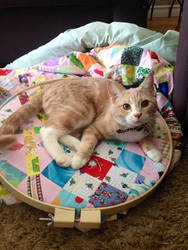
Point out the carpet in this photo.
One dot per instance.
(160, 222)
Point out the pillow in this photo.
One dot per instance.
(102, 34)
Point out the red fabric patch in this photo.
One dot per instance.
(16, 146)
(4, 72)
(97, 167)
(99, 72)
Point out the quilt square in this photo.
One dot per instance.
(57, 174)
(82, 184)
(67, 199)
(131, 161)
(12, 174)
(97, 167)
(106, 195)
(120, 178)
(110, 149)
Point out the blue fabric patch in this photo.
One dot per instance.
(4, 98)
(107, 195)
(131, 161)
(57, 174)
(68, 199)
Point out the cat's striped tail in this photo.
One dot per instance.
(15, 120)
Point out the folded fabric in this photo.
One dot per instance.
(100, 34)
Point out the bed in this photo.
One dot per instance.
(80, 50)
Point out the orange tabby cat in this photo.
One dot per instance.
(101, 107)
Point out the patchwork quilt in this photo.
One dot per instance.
(117, 171)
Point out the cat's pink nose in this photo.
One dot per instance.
(138, 115)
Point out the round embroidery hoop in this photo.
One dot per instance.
(119, 175)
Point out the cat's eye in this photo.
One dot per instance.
(126, 106)
(145, 103)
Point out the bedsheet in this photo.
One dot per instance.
(128, 65)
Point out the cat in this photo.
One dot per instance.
(101, 108)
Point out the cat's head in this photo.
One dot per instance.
(133, 107)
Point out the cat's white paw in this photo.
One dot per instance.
(154, 154)
(78, 162)
(63, 160)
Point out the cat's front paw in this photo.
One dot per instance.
(78, 162)
(154, 155)
(63, 160)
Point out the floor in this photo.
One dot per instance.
(162, 24)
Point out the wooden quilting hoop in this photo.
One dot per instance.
(90, 217)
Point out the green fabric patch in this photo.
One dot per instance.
(131, 56)
(77, 62)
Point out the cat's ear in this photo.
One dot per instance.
(113, 91)
(148, 83)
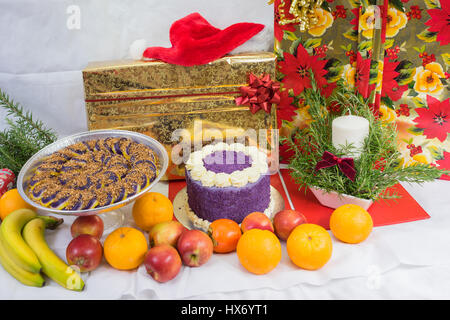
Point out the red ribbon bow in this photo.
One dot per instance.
(260, 94)
(346, 165)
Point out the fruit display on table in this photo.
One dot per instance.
(351, 223)
(85, 252)
(225, 234)
(285, 221)
(92, 225)
(256, 242)
(11, 201)
(163, 262)
(195, 247)
(259, 251)
(309, 246)
(125, 248)
(150, 209)
(166, 232)
(256, 220)
(25, 254)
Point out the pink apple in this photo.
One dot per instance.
(162, 262)
(85, 251)
(285, 221)
(166, 233)
(195, 247)
(256, 220)
(92, 225)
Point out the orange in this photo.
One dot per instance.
(309, 246)
(259, 251)
(225, 234)
(125, 248)
(12, 201)
(350, 223)
(152, 208)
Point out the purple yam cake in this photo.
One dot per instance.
(227, 181)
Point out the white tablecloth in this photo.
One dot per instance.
(41, 57)
(404, 261)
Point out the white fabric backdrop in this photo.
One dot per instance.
(40, 66)
(42, 51)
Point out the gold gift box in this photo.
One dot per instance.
(157, 98)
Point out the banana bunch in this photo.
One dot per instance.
(25, 255)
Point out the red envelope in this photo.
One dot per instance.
(383, 213)
(405, 209)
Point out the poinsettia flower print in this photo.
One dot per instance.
(440, 22)
(279, 28)
(434, 120)
(444, 164)
(362, 76)
(390, 87)
(427, 79)
(297, 70)
(285, 109)
(324, 21)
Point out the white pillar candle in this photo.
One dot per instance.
(350, 129)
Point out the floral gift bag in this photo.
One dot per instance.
(395, 52)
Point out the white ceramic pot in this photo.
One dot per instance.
(335, 200)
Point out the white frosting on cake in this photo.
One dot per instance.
(208, 179)
(237, 178)
(222, 180)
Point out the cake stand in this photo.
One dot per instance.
(111, 215)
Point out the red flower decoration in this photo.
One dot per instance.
(362, 76)
(445, 164)
(434, 120)
(285, 109)
(355, 21)
(259, 94)
(439, 23)
(296, 71)
(390, 87)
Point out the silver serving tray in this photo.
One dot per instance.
(28, 169)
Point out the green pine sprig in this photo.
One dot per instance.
(23, 137)
(378, 168)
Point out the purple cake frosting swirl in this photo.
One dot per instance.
(235, 203)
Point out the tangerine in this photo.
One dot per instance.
(259, 251)
(351, 223)
(225, 234)
(12, 201)
(309, 246)
(125, 248)
(152, 208)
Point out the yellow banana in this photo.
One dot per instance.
(55, 268)
(11, 231)
(22, 275)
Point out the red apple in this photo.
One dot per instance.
(285, 221)
(162, 262)
(166, 233)
(92, 225)
(84, 251)
(195, 247)
(256, 220)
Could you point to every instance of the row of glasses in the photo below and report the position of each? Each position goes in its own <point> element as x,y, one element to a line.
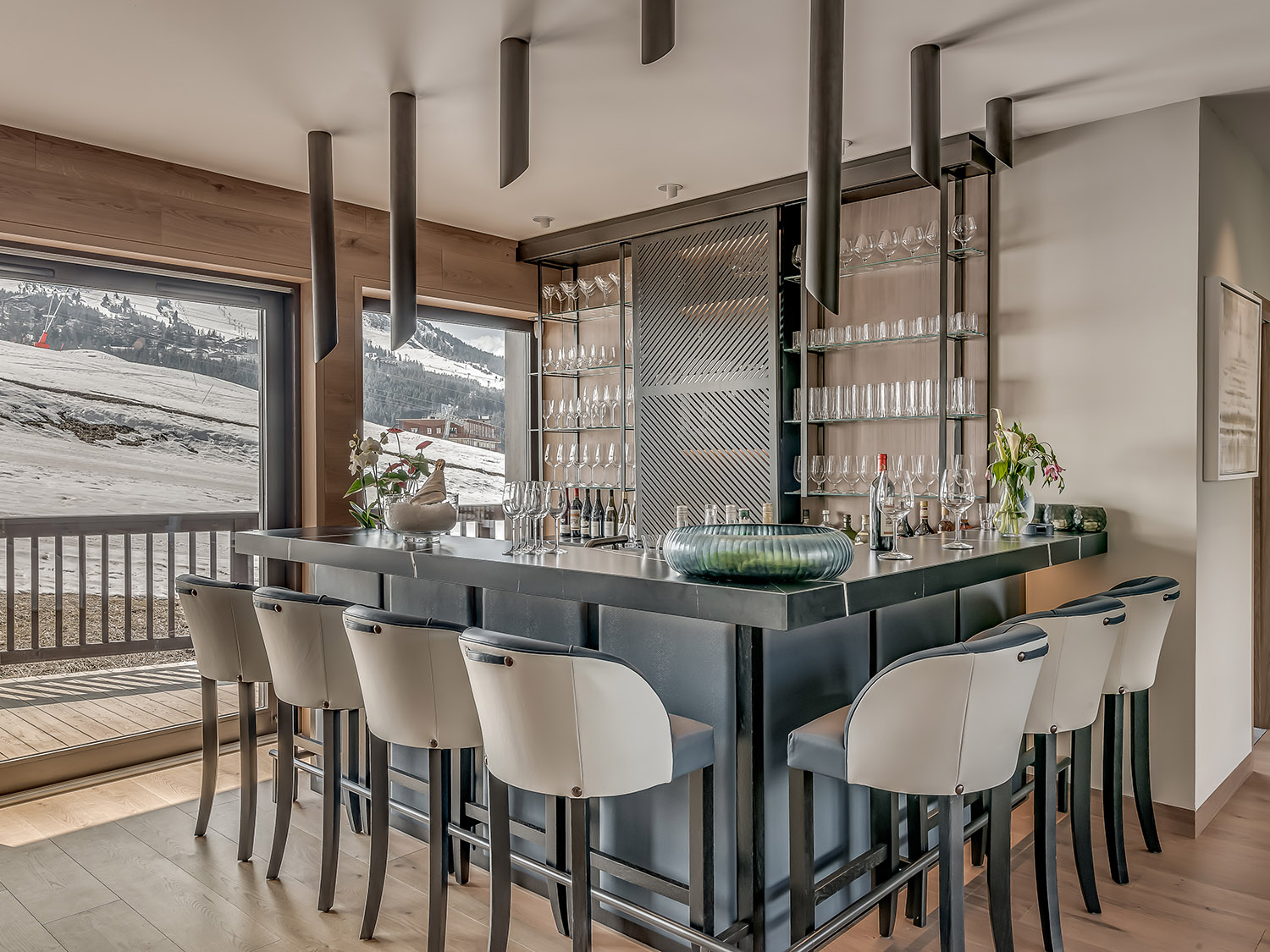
<point>527,504</point>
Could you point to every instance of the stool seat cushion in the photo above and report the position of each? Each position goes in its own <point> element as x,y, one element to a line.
<point>691,746</point>
<point>820,746</point>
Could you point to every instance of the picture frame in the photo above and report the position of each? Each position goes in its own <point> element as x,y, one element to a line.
<point>1232,381</point>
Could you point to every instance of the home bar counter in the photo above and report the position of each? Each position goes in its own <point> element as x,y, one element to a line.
<point>752,660</point>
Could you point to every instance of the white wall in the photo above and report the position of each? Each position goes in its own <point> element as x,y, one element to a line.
<point>1095,350</point>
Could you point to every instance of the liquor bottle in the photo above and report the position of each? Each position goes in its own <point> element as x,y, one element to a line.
<point>945,520</point>
<point>924,525</point>
<point>879,540</point>
<point>624,518</point>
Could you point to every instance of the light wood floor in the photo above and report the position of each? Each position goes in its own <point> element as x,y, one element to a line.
<point>52,713</point>
<point>116,867</point>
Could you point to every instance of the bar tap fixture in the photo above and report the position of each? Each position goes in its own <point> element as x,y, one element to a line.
<point>322,238</point>
<point>1000,129</point>
<point>825,152</point>
<point>513,109</point>
<point>401,218</point>
<point>925,112</point>
<point>655,30</point>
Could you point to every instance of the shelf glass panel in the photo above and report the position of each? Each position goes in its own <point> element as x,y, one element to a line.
<point>957,254</point>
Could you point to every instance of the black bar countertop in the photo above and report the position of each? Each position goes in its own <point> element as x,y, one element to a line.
<point>640,581</point>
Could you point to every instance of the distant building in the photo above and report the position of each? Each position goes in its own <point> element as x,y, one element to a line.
<point>472,433</point>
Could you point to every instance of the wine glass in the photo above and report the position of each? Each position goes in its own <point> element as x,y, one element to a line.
<point>957,493</point>
<point>558,507</point>
<point>963,228</point>
<point>896,500</point>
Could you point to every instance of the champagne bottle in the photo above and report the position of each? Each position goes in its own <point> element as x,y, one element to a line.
<point>878,540</point>
<point>924,525</point>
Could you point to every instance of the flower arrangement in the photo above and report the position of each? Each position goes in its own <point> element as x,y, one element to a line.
<point>1019,459</point>
<point>381,485</point>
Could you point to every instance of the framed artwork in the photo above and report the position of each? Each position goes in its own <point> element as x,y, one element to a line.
<point>1232,380</point>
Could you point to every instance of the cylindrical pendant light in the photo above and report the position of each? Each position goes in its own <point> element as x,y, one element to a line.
<point>322,239</point>
<point>401,220</point>
<point>513,109</point>
<point>1000,129</point>
<point>655,30</point>
<point>925,112</point>
<point>825,154</point>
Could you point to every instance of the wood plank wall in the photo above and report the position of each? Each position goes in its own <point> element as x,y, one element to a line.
<point>80,197</point>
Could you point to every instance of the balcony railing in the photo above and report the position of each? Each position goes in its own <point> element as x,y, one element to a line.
<point>112,581</point>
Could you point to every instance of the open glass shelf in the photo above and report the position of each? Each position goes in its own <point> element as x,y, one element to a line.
<point>889,419</point>
<point>594,312</point>
<point>957,254</point>
<point>826,348</point>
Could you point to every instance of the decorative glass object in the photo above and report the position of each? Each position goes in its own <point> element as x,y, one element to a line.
<point>759,553</point>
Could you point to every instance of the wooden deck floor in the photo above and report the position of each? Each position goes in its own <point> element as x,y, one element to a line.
<point>52,713</point>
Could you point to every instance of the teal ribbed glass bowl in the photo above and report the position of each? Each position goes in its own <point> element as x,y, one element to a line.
<point>759,553</point>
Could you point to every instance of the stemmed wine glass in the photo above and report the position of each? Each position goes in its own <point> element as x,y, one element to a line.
<point>957,492</point>
<point>896,500</point>
<point>558,505</point>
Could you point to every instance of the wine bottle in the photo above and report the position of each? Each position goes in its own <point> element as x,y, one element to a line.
<point>945,520</point>
<point>924,525</point>
<point>878,540</point>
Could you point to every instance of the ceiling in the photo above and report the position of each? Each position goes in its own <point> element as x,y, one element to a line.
<point>234,85</point>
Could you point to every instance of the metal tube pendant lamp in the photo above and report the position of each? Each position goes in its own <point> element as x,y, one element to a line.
<point>322,240</point>
<point>401,220</point>
<point>825,154</point>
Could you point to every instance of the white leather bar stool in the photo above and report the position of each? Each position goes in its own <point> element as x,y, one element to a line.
<point>417,695</point>
<point>578,724</point>
<point>1082,637</point>
<point>228,647</point>
<point>305,637</point>
<point>941,723</point>
<point>1150,602</point>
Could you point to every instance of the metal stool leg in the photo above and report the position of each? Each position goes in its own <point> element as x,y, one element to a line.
<point>1082,794</point>
<point>1044,829</point>
<point>439,845</point>
<point>378,817</point>
<point>211,751</point>
<point>998,867</point>
<point>952,873</point>
<point>701,850</point>
<point>1140,715</point>
<point>246,769</point>
<point>1113,786</point>
<point>884,820</point>
<point>802,855</point>
<point>500,863</point>
<point>330,809</point>
<point>579,873</point>
<point>286,787</point>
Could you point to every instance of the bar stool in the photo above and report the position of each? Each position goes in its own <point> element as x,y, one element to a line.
<point>228,647</point>
<point>1082,637</point>
<point>305,637</point>
<point>573,723</point>
<point>1150,602</point>
<point>417,695</point>
<point>940,723</point>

What the task asks: Transcribe exactly the lines that run from the first line of the records above through the line with "Point out the blue", and include both of those lines; pictures stay out.

Solution below:
Point out the carpet in this photo.
One dot per instance.
(160, 222)
Point out the pillow in this photo.
One dot per instance.
(102, 34)
Point out the red fabric patch in this photo.
One dot per instance.
(16, 146)
(4, 72)
(97, 167)
(99, 72)
Point out the quilt square in this photo.
One dot per instance.
(57, 174)
(82, 184)
(67, 199)
(131, 161)
(12, 174)
(97, 167)
(106, 195)
(120, 178)
(110, 149)
Point out the blue fabric patch in this photo.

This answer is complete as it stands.